Exercise.
Transcribe all the records with complete accuracy.

Exercise data.
========================================
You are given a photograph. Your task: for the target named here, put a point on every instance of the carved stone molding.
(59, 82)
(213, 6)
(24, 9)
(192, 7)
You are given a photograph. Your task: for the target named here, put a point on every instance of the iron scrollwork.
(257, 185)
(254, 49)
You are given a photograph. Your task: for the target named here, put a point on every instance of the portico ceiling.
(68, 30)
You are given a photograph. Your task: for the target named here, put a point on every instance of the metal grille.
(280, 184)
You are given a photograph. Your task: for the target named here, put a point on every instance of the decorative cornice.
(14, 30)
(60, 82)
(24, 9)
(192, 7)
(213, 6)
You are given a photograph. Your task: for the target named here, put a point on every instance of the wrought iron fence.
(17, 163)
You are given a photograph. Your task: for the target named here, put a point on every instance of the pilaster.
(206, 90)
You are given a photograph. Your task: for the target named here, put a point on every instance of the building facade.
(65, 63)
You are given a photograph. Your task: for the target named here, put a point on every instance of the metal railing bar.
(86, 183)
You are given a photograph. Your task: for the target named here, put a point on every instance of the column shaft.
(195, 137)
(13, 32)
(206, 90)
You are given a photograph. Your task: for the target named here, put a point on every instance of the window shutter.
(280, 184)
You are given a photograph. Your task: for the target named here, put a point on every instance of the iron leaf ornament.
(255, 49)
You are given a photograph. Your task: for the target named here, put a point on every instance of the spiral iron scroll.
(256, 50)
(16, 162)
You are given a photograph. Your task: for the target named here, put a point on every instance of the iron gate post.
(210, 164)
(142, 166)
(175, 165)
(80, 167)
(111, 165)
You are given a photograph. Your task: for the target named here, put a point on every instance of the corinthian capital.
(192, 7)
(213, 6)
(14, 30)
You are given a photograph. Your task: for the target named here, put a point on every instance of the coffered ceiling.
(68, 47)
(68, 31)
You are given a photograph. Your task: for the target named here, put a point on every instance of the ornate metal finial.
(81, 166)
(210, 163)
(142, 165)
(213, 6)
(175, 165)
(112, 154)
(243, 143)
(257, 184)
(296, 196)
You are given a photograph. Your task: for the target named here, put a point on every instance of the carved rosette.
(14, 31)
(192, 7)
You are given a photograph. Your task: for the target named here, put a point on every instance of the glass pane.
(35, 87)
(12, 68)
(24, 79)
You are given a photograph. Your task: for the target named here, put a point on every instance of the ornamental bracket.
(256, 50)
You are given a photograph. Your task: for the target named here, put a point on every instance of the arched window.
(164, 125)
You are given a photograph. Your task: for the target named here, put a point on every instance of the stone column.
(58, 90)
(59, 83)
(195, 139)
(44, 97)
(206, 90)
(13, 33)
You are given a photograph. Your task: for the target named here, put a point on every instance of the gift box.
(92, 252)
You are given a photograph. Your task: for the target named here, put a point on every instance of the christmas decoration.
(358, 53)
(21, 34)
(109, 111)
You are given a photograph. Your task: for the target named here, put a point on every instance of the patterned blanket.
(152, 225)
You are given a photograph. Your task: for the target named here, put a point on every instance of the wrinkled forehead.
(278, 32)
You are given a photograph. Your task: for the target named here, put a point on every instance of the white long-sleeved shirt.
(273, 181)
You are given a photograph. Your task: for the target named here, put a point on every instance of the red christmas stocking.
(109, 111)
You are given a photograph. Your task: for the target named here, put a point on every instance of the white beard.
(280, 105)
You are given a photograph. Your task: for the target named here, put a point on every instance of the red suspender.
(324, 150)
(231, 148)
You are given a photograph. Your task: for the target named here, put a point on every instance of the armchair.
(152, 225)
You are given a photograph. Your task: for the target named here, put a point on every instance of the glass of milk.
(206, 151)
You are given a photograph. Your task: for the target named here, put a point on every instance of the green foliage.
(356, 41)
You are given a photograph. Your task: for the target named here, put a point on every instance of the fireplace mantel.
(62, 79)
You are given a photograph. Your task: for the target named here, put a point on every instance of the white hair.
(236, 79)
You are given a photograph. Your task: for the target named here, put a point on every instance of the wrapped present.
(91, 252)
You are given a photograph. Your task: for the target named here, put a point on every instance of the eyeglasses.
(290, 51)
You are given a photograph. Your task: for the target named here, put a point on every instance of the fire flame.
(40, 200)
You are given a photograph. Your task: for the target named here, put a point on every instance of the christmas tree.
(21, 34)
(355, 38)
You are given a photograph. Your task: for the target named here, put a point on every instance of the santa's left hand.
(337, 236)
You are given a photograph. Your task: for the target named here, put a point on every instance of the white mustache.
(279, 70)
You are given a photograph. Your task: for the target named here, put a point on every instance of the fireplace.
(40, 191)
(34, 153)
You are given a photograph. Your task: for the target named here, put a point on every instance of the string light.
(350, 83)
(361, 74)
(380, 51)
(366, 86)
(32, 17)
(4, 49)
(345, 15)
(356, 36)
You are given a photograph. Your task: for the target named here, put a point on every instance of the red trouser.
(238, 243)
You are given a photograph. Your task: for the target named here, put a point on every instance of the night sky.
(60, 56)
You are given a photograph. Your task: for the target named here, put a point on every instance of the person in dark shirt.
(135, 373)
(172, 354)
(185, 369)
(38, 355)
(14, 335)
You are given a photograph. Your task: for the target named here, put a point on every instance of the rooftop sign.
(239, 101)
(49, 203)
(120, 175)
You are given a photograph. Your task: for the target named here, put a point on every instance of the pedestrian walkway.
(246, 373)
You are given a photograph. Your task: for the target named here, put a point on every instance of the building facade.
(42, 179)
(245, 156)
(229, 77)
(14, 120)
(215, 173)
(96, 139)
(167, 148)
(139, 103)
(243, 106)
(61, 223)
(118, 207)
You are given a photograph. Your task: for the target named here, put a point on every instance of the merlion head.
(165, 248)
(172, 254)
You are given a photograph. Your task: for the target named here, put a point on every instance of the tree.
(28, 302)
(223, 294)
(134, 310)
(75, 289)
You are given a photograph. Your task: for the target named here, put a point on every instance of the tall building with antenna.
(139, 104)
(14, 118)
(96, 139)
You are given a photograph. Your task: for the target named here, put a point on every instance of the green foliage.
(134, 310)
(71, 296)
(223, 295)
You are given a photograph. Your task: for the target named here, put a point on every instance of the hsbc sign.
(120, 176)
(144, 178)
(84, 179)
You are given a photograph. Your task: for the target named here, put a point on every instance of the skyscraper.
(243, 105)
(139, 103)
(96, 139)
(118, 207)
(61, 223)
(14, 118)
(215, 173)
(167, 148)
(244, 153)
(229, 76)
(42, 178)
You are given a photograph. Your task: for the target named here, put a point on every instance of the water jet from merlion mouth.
========================================
Solution below.
You are given a photograph. Your task: for the target named here, put a point on every instance of the carved stone molding.
(59, 82)
(213, 6)
(24, 9)
(192, 7)
You are given a photograph. Your task: for the target named here, put a point on every instance of the iron scrollwork.
(257, 185)
(254, 49)
You are given a photograph. Your task: for the target named here, put a point on every instance of the portico ceiling.
(68, 30)
You are given a photograph. Your task: for the target named here, put a point on every instance of the metal grille.
(280, 184)
You are given a photograph. Your task: for the target named here, put a point on every instance of the decorative cornice.
(14, 30)
(60, 82)
(24, 9)
(192, 7)
(213, 6)
You are given a photograph. Your task: for the target named here, put a point on every instance of the wrought iron fence.
(17, 163)
You are given a photograph. Your task: for the target named here, put a point on every instance of the pilaster.
(206, 90)
You are given a photograph. Your task: for the target named here, put a point on every instance of the building facade.
(65, 63)
You are given a photograph. Your task: for the target named here, put a point on every instance of the metal railing bar.
(86, 183)
You are given a photograph. Your task: for the target named here, put a point on every instance of the column shaft.
(195, 137)
(13, 32)
(206, 90)
You are given a photograph. Your task: for the target named here, put a point on every instance of the window shutter.
(280, 184)
You are given a photograph. Your task: for the target named here, put a point on every instance of the iron leaf ornament.
(255, 49)
You are given a photograph. Your task: for the target named here, put a point on every instance of the spiral iron scroll.
(256, 50)
(16, 162)
You are given a photograph. Your task: for the target named here, put a point on every instance of the iron gate post.
(210, 164)
(142, 166)
(175, 165)
(80, 167)
(111, 165)
You are given a photograph. Your task: for the target named here, put a point on every instance of the corinthian capital.
(192, 7)
(213, 6)
(14, 30)
You are given a photograph. Your task: for the target named here, put a point on every instance of the coffered ceiling.
(68, 47)
(68, 31)
You are given a photograph. Your task: for the target named here, put a point on every instance of the ornate metal finial.
(81, 166)
(210, 163)
(142, 165)
(213, 6)
(175, 165)
(112, 154)
(243, 143)
(257, 184)
(296, 196)
You are given a photograph. Your task: for the target named here, put a point on every instance of the carved rosette.
(14, 31)
(192, 7)
You are given a photograph. Your task: for the target named here, put a point on every instance of the glass pane.
(35, 87)
(12, 68)
(24, 79)
You are given a photograph. Your task: for the target named here, put a point on every instance of the ornamental bracket.
(256, 50)
You are given a photograph. Your task: for the target named here, put a point on every instance of the arched window.
(164, 125)
You are given a photograph. Your task: for the target named here, put a point on every instance of the stone column.
(58, 90)
(59, 83)
(195, 139)
(44, 97)
(206, 90)
(13, 33)
You are given a photograph. Your task: for the target named here, put a point on every instance of the gift box.
(92, 252)
You are given a photograph. Your task: for the target named here, put a point on every instance of the christmas decoration.
(358, 53)
(21, 34)
(109, 111)
You are given a photograph. Your task: for the target named here, put a point on every instance of the patterned blanket.
(152, 225)
You are given a photograph. Your task: for the target named here, put a point on every instance of the wrinkled forehead.
(278, 32)
You are given a photograph. Your task: for the target named here, put a point on every instance of the white long-sleeved shirt.
(273, 181)
You are given a photograph. Your task: for the target named here, put a point on every instance of the red christmas stocking.
(109, 111)
You are given a photograph. Your task: for the target named here, put a point on every instance of the white beard.
(280, 105)
You are given a photograph. Your task: for the target named here, put a point on every instance of the red suspender.
(324, 150)
(231, 148)
You are given a photograph. Your task: for the target named here, put a point on every instance of the armchair.
(152, 225)
You are given a photograph. Your task: for the target named here, put a point on every instance of the glass of milk.
(206, 151)
You are given a photograph. Your task: for the target named here, put a point on every instance of the green foliage.
(356, 41)
You are given a photograph. Your task: for the target named here, put a point on every instance of the fireplace mantel.
(62, 79)
You are given a photograph. Your task: for the target named here, put a point on every instance of the white hair.
(236, 79)
You are given a photograph. Your task: for the target named here, put a point on every instance of the wrapped present.
(91, 252)
You are given a photograph. Your task: for the target named here, put a point on every instance of the eyeglasses.
(290, 51)
You are given a photograph. Your task: for the target named here, put a point on every instance of the fire flame.
(40, 200)
You are given a photograph. Your task: for the target named here, put a point on every instance of the christmas tree.
(21, 34)
(355, 38)
You are given a photograph. Your task: for the target named here, put a point on every instance of the santa's left hand.
(337, 236)
You are given a photograph. Your task: for the target named here, put a point on every instance of the white mustache.
(279, 70)
You are given a photograph. Your task: for the target named here, put a point on every instance of the fireplace.
(40, 191)
(34, 153)
You are given a photograph. Your task: for the target named here, put a point on every instance of the string light.
(350, 83)
(361, 74)
(380, 51)
(366, 86)
(32, 17)
(4, 49)
(345, 15)
(356, 36)
You are given a photograph. Your task: for the target named here, put a point on every instance of the red trouser.
(238, 243)
You are given a photograph. Your task: for the target named here, put a point on every instance of the night sky.
(60, 56)
You are given a photograph. Your task: for the target named here, put a point on every instance of the person in dark shirt.
(135, 373)
(172, 354)
(185, 369)
(38, 355)
(14, 335)
You are given a photograph. Your task: for the target named here, put a point on every instance of the rooftop sign.
(239, 101)
(49, 203)
(120, 175)
You are given a photograph. Your task: for the target named here, put a point on every instance of the pedestrian walkway.
(246, 373)
You are given a photograph. Your task: for the target named here, put a point on every instance of the building facade.
(42, 179)
(245, 156)
(229, 77)
(14, 120)
(215, 173)
(96, 139)
(167, 148)
(139, 103)
(243, 106)
(61, 223)
(118, 207)
You are given a photograph. Your task: for the target named here, put a point on every instance of the merlion head.
(165, 248)
(172, 254)
You are given a photograph. Your task: for the target named here, put a point on every instance of the tree.
(28, 302)
(223, 294)
(134, 310)
(75, 289)
You are given a photograph. Your task: for the target named here, put a point on every instance of the tall building with antenna.
(139, 104)
(14, 118)
(96, 139)
You are given a photograph. Your task: for the target named here, put a point on every instance of the green foliage.
(134, 310)
(71, 296)
(223, 295)
You are given a photograph. Your task: for the target named here, put a point on every instance of the hsbc sign.
(120, 176)
(144, 178)
(84, 179)
You are given a photograph. Your task: for the target named here, put a point on every instance of the skyscraper.
(243, 105)
(139, 103)
(96, 139)
(118, 207)
(61, 223)
(14, 118)
(215, 173)
(167, 148)
(244, 153)
(229, 76)
(42, 178)
You are given a photograph. Your task: for the target named here, put a point on every instance of the water jet from merlion mouth.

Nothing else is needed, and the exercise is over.